▶ **ACTIVITY**:
Write out, word for word, every line from the one containing "right so the thing I'm after is the dutch" through the last line of the records below, both ends included.

▶ **EXTRACTED MATERIAL**:
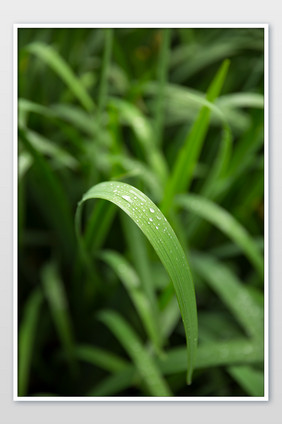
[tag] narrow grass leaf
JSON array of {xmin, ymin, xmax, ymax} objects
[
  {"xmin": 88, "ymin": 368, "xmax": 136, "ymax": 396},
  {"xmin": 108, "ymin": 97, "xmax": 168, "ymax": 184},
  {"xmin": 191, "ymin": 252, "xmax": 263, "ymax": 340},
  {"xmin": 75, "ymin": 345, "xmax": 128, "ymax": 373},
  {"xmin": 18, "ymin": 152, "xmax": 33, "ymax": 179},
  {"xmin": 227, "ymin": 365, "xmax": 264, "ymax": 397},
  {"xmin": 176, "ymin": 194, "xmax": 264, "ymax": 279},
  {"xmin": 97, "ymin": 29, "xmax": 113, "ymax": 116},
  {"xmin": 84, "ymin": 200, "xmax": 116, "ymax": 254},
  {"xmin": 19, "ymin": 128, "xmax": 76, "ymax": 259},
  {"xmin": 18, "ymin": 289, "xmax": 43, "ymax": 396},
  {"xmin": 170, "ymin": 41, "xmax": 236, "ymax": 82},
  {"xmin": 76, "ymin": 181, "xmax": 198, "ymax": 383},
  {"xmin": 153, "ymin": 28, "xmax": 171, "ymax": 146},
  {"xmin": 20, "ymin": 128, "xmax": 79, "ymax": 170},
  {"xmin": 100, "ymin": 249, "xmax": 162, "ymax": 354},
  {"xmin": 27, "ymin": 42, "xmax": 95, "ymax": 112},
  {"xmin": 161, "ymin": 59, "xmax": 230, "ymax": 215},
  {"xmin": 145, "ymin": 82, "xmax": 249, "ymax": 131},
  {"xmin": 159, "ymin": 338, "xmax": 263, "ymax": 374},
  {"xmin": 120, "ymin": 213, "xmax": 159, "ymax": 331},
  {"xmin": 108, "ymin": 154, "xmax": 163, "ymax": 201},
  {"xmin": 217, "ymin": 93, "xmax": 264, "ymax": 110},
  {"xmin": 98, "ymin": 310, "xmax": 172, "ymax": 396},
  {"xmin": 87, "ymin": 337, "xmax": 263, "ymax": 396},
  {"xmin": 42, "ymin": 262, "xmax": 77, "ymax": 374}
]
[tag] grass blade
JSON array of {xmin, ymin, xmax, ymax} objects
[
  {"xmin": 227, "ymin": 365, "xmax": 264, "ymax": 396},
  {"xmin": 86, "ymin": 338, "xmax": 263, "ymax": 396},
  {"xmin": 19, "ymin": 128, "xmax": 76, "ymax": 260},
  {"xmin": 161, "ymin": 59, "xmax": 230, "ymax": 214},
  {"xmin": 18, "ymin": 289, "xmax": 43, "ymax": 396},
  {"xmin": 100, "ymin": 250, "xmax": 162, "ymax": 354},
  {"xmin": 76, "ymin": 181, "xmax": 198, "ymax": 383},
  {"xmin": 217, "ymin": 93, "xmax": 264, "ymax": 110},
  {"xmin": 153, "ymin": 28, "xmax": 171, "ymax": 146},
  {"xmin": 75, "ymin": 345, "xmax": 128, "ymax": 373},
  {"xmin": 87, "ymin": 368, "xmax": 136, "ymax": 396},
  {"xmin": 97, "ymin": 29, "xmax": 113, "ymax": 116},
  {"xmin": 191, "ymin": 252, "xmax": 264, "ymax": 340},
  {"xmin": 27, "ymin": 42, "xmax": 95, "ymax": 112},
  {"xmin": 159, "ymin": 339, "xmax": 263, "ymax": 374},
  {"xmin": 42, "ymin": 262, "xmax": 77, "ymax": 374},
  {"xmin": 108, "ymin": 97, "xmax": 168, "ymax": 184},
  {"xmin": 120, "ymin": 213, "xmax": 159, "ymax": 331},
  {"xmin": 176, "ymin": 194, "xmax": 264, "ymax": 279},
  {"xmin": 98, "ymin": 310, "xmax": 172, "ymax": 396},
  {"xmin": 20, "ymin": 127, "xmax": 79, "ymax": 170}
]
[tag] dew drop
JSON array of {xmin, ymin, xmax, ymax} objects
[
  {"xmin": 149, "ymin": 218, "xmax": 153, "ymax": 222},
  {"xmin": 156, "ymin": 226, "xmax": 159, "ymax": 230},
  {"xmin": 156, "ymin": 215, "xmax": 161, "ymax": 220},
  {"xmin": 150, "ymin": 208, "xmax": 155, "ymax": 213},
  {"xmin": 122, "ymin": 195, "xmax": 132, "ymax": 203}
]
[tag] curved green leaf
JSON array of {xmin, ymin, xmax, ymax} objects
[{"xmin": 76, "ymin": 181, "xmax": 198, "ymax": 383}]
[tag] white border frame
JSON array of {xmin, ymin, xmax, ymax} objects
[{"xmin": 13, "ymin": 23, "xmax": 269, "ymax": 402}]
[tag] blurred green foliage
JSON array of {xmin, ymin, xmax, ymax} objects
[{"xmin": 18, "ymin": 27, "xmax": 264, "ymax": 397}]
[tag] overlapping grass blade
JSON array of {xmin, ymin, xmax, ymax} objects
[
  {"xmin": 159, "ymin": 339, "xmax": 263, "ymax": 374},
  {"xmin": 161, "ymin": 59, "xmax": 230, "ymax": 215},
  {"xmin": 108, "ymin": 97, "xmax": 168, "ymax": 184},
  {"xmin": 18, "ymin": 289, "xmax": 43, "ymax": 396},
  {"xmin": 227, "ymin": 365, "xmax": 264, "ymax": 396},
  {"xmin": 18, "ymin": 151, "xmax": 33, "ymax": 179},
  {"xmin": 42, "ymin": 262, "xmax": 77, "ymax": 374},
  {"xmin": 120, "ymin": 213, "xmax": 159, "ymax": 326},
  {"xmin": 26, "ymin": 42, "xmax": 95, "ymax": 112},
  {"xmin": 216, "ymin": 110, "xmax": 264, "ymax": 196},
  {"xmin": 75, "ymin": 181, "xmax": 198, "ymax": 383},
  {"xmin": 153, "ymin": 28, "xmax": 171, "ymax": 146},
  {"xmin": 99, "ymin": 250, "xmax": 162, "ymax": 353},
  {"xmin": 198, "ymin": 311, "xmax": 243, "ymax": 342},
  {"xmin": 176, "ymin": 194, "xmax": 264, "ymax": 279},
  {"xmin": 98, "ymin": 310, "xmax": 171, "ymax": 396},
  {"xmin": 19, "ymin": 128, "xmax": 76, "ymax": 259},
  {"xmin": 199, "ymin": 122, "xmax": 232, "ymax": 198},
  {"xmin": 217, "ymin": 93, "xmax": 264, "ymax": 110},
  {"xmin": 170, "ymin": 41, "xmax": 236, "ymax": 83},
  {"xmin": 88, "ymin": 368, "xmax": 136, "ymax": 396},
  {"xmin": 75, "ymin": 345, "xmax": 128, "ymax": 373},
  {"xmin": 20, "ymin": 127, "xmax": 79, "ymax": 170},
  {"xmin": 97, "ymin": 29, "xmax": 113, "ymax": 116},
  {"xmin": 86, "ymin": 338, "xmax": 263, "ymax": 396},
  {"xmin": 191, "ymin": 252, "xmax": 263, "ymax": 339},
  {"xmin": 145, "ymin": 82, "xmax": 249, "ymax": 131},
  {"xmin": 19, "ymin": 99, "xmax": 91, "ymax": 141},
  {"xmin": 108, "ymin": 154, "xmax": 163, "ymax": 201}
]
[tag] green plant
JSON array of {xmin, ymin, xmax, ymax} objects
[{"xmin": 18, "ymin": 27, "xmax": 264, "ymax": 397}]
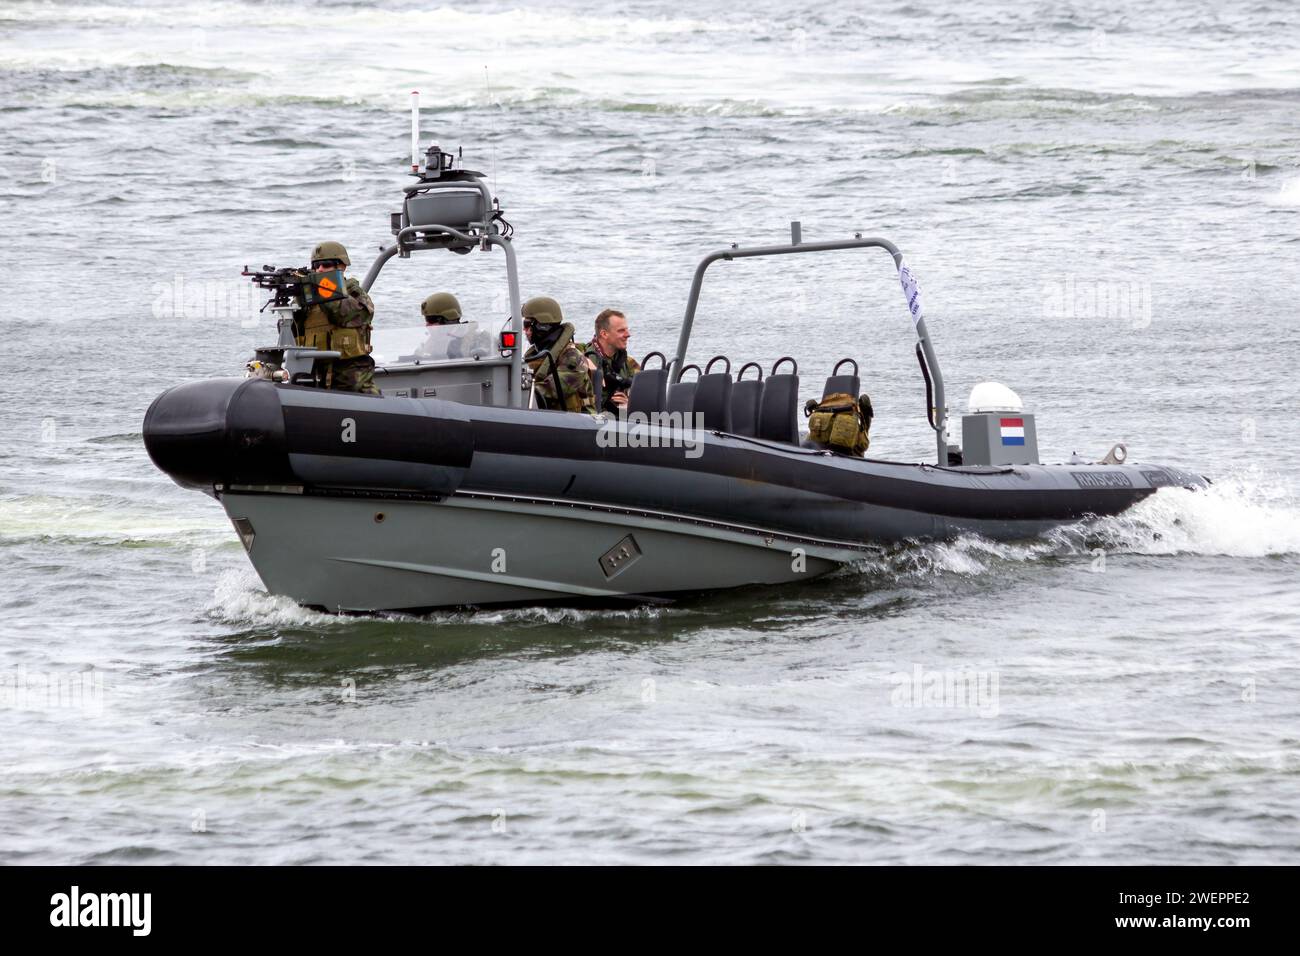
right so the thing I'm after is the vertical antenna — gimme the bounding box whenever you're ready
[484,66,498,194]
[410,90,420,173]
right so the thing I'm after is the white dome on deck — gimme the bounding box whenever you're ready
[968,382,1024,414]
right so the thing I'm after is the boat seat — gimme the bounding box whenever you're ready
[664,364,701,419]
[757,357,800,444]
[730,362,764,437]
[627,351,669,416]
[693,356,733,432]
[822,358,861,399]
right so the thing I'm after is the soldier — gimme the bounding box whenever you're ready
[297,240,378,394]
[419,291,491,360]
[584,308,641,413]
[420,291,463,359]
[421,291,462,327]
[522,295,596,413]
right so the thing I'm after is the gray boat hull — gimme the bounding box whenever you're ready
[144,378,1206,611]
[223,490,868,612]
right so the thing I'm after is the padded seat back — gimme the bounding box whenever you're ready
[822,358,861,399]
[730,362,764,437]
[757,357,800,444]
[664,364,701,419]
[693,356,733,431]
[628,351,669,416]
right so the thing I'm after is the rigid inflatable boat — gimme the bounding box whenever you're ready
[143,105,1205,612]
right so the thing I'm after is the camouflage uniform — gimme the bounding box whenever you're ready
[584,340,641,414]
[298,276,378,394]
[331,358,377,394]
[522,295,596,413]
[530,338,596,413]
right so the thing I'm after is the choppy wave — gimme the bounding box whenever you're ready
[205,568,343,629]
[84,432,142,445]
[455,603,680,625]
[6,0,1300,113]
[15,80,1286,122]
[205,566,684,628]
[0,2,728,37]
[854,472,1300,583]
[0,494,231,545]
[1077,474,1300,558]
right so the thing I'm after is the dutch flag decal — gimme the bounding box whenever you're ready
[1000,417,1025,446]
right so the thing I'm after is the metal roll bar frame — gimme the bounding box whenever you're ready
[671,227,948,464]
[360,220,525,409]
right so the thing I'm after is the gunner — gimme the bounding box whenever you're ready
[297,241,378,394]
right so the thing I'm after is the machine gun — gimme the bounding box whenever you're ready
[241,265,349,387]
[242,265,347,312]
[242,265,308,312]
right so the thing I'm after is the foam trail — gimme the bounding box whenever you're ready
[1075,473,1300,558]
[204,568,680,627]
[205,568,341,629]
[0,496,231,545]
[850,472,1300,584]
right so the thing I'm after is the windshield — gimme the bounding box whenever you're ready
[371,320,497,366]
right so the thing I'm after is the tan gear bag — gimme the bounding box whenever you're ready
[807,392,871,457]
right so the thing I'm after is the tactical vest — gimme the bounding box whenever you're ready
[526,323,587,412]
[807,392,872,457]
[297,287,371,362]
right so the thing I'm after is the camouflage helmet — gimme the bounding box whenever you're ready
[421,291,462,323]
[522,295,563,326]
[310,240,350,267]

▶ **RESULT OF THIS EXERCISE**:
right so the thing I'm after is the dutch flag decal — gimme the bounding box whenever you're ready
[1000,417,1025,446]
right so the thing I'm after is the metal roll bar frame — gimme the bounding box whenever you're ready
[671,227,948,464]
[360,220,525,409]
right so the thing I'm after is the gunner — gimme the bounding box whenever you're ready
[297,241,378,394]
right so the thing I'm after is the machine gun — gimme the bounding box whenever you're ready
[241,265,349,387]
[242,265,347,312]
[242,265,308,312]
right so the thing I'm after is the foam trail — gimme the bounding box whenever you're ready
[1075,473,1300,558]
[204,568,680,627]
[205,568,341,629]
[0,496,231,545]
[850,472,1300,584]
right so the thing I'm after is the windshield — gimme the bounding box whenever you're ready
[371,320,497,366]
right so the thing I'm after is the tan gear bag — gimme the bounding box whenever you're ready
[807,392,871,457]
right so the thing I'm after is the tactical vest — gimme the bounding box whenever you're ready
[526,323,587,412]
[807,392,872,457]
[297,287,371,362]
right so the thing I'm after is the camouflage helmet — gimme the bounding box whenever you're ready
[421,291,462,323]
[522,295,563,326]
[310,240,350,267]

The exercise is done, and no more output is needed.